=== Goal ===
Arrange the records below as a Markdown table with the columns Row and Line, numbering each line and leaving out blank lines. Cover only the stretch from the line containing "Pick out the table leg. One pin per instance." through the line containing "Pick out the tree canopy.", both ends included.
⟨
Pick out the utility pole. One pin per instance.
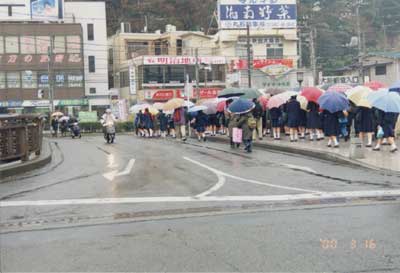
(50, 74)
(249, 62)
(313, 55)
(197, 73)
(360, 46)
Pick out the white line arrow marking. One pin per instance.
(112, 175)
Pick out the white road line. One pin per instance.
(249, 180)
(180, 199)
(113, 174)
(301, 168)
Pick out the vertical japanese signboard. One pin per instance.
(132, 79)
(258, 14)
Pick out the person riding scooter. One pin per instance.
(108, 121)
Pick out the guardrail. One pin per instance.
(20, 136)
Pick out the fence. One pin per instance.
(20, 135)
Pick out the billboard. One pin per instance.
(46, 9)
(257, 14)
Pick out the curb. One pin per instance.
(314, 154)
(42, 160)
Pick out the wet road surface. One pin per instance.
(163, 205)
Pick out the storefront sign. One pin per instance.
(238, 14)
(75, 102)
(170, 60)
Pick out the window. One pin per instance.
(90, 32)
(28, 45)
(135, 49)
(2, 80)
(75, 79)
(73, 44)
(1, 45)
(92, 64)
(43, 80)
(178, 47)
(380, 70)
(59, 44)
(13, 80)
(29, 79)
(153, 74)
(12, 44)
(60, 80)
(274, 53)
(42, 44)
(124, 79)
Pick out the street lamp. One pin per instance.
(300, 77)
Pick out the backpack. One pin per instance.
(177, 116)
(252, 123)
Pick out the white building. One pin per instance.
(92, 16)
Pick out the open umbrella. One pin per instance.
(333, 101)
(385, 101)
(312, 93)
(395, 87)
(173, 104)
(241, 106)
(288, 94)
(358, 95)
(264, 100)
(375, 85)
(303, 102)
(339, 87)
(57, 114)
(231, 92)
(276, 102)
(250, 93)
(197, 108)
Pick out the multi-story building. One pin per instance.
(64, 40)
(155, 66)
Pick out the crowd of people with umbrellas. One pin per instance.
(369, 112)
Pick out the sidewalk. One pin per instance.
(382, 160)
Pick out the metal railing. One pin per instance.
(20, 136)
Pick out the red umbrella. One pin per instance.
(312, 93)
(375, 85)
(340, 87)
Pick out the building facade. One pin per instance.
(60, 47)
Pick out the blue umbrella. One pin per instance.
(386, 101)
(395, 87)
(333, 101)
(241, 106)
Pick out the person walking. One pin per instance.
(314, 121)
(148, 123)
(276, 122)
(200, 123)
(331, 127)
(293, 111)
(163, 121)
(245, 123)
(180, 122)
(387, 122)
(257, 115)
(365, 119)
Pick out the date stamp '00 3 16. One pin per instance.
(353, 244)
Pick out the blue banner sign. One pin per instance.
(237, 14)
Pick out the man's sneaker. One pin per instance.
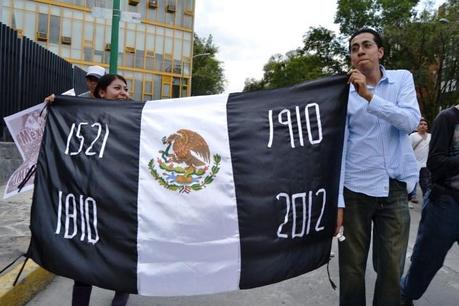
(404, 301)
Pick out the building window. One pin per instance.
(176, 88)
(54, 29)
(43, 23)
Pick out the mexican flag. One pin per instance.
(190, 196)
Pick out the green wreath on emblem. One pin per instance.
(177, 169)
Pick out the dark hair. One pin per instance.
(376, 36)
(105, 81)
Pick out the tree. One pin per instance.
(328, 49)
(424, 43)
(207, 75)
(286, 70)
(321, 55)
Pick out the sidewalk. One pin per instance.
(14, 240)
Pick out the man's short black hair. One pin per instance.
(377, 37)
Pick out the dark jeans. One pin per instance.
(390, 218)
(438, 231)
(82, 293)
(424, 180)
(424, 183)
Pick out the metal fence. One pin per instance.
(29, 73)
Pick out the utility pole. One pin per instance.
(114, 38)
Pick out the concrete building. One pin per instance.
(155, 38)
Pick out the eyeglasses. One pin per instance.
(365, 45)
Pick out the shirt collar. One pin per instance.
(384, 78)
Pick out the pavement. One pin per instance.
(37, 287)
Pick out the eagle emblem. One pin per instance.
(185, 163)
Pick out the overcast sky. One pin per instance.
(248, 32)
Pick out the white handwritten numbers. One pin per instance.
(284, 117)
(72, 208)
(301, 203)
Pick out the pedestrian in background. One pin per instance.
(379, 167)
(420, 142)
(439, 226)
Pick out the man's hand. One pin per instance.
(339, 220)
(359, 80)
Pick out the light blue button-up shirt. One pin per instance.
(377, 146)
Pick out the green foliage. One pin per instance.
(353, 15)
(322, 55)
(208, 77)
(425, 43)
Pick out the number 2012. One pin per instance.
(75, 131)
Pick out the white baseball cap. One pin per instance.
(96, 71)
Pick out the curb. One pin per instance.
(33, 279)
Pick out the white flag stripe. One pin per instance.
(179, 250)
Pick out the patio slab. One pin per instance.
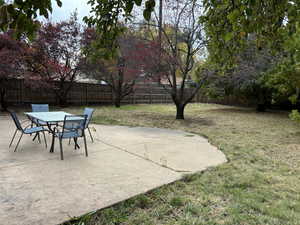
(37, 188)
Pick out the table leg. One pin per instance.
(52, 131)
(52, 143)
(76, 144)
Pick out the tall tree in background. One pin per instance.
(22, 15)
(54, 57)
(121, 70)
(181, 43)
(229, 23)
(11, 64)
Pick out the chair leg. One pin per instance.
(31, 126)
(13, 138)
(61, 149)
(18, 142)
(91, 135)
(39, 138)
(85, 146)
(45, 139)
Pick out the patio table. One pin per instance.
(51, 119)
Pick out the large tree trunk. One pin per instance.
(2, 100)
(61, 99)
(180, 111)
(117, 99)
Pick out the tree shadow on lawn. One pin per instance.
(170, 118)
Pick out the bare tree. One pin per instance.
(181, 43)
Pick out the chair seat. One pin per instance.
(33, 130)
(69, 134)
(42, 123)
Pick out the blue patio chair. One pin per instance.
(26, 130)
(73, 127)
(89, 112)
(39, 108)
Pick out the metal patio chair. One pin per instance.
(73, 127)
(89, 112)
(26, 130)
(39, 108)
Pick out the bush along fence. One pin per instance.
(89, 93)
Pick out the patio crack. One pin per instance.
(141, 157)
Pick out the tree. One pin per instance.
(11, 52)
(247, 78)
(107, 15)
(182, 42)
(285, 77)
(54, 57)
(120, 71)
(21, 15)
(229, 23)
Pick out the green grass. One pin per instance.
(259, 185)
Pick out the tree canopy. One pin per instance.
⟩
⟨
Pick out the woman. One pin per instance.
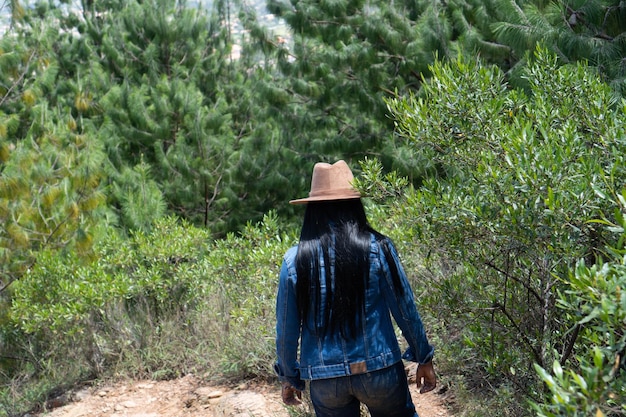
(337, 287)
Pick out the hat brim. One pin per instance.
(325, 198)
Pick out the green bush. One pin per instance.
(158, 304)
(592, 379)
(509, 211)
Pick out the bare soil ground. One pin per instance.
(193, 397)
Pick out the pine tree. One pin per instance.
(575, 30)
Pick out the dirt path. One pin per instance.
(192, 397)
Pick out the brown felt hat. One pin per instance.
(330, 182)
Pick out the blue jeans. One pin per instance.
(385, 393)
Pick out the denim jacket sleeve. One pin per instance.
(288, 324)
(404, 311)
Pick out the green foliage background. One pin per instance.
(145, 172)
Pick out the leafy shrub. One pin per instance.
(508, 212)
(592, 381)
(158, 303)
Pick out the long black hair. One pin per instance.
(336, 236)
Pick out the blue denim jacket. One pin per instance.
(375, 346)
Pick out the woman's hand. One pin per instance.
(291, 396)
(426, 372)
⟩
=== Final answer ===
| Row | Line |
|---|---|
| 1 | Pick out the table leg. One pin per instance. |
| 2 | (52, 131) |
| 3 | (52, 143) |
| 4 | (76, 144) |
| 5 | Pick out the tall tree in background. One pin per instance. |
| 6 | (22, 15) |
| 7 | (54, 57) |
| 8 | (121, 70) |
| 9 | (181, 43) |
| 10 | (229, 23) |
| 11 | (11, 64) |
| 12 | Pick out the chair leg. One pin per instance. |
| 13 | (31, 126) |
| 14 | (13, 138) |
| 15 | (61, 149) |
| 16 | (18, 142) |
| 17 | (91, 135) |
| 18 | (39, 138) |
| 19 | (85, 146) |
| 20 | (45, 139) |
| 21 | Pick out the patio table. One pin per instance. |
| 22 | (51, 119) |
| 23 | Pick out the large tree trunk. One pin per instance. |
| 24 | (2, 100) |
| 25 | (61, 99) |
| 26 | (180, 111) |
| 27 | (117, 99) |
| 28 | Pick out the tree shadow on lawn. One pin per instance. |
| 29 | (170, 118) |
| 30 | Pick out the bare tree. One pin per instance. |
| 31 | (181, 43) |
| 32 | Pick out the chair seat. One pin per instance. |
| 33 | (33, 130) |
| 34 | (69, 134) |
| 35 | (42, 123) |
| 36 | Pick out the blue patio chair. One pin per instance. |
| 37 | (26, 130) |
| 38 | (73, 127) |
| 39 | (89, 112) |
| 40 | (39, 108) |
| 41 | Pick out the metal patio chair. One pin per instance. |
| 42 | (73, 127) |
| 43 | (89, 112) |
| 44 | (26, 130) |
| 45 | (39, 108) |
| 46 | Pick out the bush along fence. One pin per instance. |
| 47 | (89, 93) |
| 48 | Pick out the patio crack. One pin per instance. |
| 49 | (141, 157) |
| 50 | Pick out the tree. One pin per instance. |
| 51 | (11, 52) |
| 52 | (247, 78) |
| 53 | (107, 15) |
| 54 | (182, 42) |
| 55 | (285, 77) |
| 56 | (54, 57) |
| 57 | (120, 71) |
| 58 | (21, 15) |
| 59 | (229, 23) |
| 60 | Pick out the green grass. One pin per instance. |
| 61 | (259, 185) |
| 62 | Pick out the tree canopy. One pin per instance. |